◆ WHAT TO DO
Reproduce the rows below from the line containing "the white horizontal" to the line containing "[742, 488, 996, 554]", both included, leaving each request unchanged and multiplying every bounding-box coordinate in the answers by 1.05. Round each result to a whole number, with halves rounded up, and return only those lines.

— start of SUPPLIED ENTRIES —

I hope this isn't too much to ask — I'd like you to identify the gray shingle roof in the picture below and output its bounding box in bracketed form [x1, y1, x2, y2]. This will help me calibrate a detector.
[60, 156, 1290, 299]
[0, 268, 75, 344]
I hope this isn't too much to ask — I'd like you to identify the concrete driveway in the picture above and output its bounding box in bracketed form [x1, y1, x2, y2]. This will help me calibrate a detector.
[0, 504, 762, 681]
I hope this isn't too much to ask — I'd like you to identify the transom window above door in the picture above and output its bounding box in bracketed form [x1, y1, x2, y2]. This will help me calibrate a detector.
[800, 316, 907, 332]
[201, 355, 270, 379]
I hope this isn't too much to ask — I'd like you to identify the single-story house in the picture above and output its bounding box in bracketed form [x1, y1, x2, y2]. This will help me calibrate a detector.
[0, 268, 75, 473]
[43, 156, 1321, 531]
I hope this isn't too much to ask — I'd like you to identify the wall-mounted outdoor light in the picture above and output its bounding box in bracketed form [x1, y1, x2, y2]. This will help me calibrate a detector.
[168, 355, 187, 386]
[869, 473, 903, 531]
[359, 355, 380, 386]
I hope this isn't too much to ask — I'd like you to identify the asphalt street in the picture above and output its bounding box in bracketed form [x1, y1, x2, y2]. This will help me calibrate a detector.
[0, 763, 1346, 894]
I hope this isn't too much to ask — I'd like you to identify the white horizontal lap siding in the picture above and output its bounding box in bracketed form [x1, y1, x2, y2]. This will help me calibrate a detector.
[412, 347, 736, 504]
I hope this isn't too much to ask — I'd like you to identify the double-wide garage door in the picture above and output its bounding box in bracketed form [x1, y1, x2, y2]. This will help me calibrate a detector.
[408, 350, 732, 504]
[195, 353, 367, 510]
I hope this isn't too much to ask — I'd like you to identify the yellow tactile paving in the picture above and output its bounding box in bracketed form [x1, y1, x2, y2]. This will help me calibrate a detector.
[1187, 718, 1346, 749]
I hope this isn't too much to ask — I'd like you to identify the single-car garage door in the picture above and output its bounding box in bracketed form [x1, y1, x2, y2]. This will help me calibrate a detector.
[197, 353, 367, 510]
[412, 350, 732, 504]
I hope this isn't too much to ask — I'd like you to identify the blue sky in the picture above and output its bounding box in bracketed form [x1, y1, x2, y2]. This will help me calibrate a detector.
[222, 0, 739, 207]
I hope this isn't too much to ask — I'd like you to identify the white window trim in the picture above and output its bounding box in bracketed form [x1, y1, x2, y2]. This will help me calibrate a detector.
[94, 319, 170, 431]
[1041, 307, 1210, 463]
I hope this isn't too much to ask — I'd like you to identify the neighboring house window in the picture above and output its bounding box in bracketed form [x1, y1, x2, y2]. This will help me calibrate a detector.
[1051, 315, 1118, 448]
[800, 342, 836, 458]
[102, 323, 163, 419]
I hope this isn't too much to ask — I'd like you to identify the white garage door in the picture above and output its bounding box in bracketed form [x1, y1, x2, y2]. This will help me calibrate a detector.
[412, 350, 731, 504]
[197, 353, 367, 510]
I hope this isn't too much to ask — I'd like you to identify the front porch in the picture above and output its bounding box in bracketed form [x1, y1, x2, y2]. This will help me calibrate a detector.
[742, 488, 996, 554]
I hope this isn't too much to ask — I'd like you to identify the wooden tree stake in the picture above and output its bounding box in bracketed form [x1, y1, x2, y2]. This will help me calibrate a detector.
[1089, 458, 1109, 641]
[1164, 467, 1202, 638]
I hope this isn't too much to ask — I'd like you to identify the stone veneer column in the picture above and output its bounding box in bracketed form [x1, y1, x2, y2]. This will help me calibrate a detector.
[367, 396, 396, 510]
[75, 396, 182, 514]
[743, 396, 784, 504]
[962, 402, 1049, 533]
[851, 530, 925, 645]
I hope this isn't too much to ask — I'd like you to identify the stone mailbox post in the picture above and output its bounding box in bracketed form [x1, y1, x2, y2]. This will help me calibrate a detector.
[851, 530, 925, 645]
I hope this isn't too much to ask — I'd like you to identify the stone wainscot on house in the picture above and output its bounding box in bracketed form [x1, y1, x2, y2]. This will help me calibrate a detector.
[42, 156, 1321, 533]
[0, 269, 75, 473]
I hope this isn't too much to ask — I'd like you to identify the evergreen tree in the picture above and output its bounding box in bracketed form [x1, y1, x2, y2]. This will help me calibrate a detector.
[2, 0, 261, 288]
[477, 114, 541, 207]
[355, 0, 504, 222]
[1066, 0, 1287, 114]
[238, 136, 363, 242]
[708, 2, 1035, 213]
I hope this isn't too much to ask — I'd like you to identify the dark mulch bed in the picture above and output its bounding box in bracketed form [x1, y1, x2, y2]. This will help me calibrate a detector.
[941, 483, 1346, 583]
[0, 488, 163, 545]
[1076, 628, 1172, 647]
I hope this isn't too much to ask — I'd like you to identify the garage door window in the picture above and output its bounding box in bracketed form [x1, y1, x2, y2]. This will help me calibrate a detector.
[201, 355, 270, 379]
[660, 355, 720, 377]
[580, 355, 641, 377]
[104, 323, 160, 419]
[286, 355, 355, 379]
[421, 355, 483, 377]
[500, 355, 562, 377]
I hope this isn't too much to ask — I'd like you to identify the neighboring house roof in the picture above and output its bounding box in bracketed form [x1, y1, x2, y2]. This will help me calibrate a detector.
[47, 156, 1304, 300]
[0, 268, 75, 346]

— end of SUPPLIED ENTRIES —

◆ FULL ANSWER
I hope this isn't too much to ask — I'd like you to identify the white horizontal lap siding in the picture above and output its bounding box in bracketed form [x1, y1, x2, y2]. This will help me calibrate a detector.
[433, 364, 773, 529]
I hope this isn't too much to ask — I'd like you to identify the double-wide garage door in the picture above and output its bounding box in bracketed form [x1, y1, x2, y2]. This will help me calibrate a detector.
[428, 368, 769, 529]
[205, 371, 385, 536]
I hope this isn't too much to ask — I'd like you to identify the yellow tactile paving in the picture above and output its bounding box in bracketed form [x1, y1, x2, y2]. This will help me calibrate a detector.
[1246, 754, 1413, 786]
I hope this isn't too much to ask — I'd like you to identify the single-car garage door in the picture above and output its bounding box in bracketed form [x1, y1, x2, y2]. This will help me calibrate a detector.
[207, 371, 385, 536]
[433, 368, 769, 529]
I hope this isn't too much to ask — I'd like you to identify the blue sky in the picture above and output its bounding box in bracketed form [x1, y1, x2, y2]. This will help me calibrate a detector.
[233, 0, 776, 217]
I hope this isn't too much to ask — I'd like you to identify the white window trim in the picture above and output its bounding box in bracketed form [x1, y1, x2, y2]. This will help me calibrate a detector.
[99, 335, 179, 453]
[1093, 322, 1271, 486]
I hope this isn't too much to ask — I'd like you to identify the neighboring house window in the picture above and output its bounding box in bracketed form [x1, y1, x2, y2]. This will help me calibrate a detector.
[1104, 331, 1174, 470]
[840, 359, 878, 481]
[107, 339, 171, 440]
I hope this isn't too much to ask — I'd like you to identify the white garage door in the picture above and output its bounding box in bracketed form [x1, y1, x2, y2]. This will help me calibrate a detector.
[433, 368, 768, 529]
[207, 371, 385, 536]
I hope this isn't too much to ask — I'd like you to identify the front porch in the picture above and output its bounding box in bracketed form [x1, y1, x2, y2]. This will help me calibrate a detector.
[779, 512, 1046, 582]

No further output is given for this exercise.